DOCUMENT »
— Begin —

VSX provides 64-bit loads and stores. VSX is an add-on to POWER7, and it is part of core POWER8. Prior to VSX, you needed to perform 32-bit loads or 16-byte aligned loads for Altivec. And I've never come across VSX+POWER7 in the field. Maybe Andy has come across it.

The odd thing (to me) is, VSX provides the 64-bit loads and stores, but there are no useful 64-bit vector operations like addm and subm. You need POWER8 for the useful 64-bit vector operations. In my mind's eye, there's little reason to partition around VSX since you need POWER8 for the good stuff anyways.

I believe what Andy does after the 128-bit load is, break the value into the 5 base-26 values - which fit into a 32-bit element - and operate on the 32-bit element. 32-bit Altivec units have been around since the early days.

dot-asm commented 3 years ago

The odd thing (to me) is, VSX provides the 64-bit loads and stores, but there are no useful 64-bit vector operations like addm and subm

Well, VSX is a little bit ambiguous term, because it was extended but changes were not reflected in nomenclature. More specifically VSX itself was defined in 2.06 and extended in 2.07, among other things with 64-bit additions and subtractions, with the former being actually instrumental for this implementation. I mean it takes a 2.07-compliant processor such as POWER8 to execute it. Formally speaking one can argue that _vsx207 would be a more appropriate suffix...

dot-asm commented 3 years ago

"What's the point of using the poly1305_blocks_vsx label in the 64 bit implementation, if the two labels it calls, poly1305_splat and __poly1305_mul, don't use vectorization?"

If you see no point, then just don't use it:-) Nobody is twisting your arm... On more serious note, come on, for the 3rd time, when are they called? You also make it sound like calling these subroutines is all there is to it, which is as far from truth as it can get.

Mr-Draco commented 3 years ago

thank you @noloader

— End —

DATA LINES »
— Begin —

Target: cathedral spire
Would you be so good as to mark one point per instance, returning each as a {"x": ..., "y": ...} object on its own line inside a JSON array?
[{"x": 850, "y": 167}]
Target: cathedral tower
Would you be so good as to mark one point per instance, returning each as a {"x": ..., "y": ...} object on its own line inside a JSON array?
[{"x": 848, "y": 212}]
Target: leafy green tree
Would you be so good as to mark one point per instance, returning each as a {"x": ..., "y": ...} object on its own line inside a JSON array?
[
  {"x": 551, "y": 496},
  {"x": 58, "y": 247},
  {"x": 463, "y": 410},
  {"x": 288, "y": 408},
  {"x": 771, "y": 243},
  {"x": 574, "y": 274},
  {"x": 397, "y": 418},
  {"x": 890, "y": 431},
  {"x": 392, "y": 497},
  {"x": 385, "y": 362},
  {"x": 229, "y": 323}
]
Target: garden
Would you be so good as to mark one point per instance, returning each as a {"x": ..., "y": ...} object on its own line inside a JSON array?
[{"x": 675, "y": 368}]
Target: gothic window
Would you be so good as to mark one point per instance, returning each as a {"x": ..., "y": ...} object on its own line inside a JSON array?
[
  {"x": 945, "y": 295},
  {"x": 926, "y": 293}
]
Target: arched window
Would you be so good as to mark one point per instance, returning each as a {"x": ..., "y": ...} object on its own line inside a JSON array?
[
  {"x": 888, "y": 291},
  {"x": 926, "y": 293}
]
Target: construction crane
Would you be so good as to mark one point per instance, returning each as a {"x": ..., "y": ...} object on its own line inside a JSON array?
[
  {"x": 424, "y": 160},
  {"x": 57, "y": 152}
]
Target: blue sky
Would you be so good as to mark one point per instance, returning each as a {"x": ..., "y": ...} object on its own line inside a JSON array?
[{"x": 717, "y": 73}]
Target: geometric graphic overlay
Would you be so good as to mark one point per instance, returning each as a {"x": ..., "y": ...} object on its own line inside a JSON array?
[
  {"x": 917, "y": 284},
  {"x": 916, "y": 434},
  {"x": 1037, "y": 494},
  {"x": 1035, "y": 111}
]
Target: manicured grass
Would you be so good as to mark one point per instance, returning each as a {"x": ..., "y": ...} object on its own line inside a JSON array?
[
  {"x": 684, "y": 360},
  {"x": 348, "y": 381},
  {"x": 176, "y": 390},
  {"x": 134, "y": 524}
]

— End —

REQUIREMENT » Return the part of the VSX discussion between "VSX provides 64-bit" and "the early days.", inclusive, copied word for word.

CORRECT ANSWER »
VSX provides 64-bit loads and stores. VSX is an add-on to POWER7, and it is part of core POWER8. Prior to VSX, you needed to perform 32-bit loads or 16-byte aligned loads for Altivec. And I've never come across VSX+POWER7 in the field. Maybe Andy has come across it.

The odd thing (to me) is, VSX provides the 64-bit loads and stores, but there are no useful 64-bit vector operations like addm and subm. You need POWER8 for the useful 64-bit vector operations. In my mind's eye, there's little reason to partition around VSX since you need POWER8 for the good stuff anyways.

I believe what Andy does after the 128-bit load is, break the value into the 5 base-26 values - which fit into a 32-bit element - and operate on the 32-bit element. 32-bit Altivec units have been around since the early days.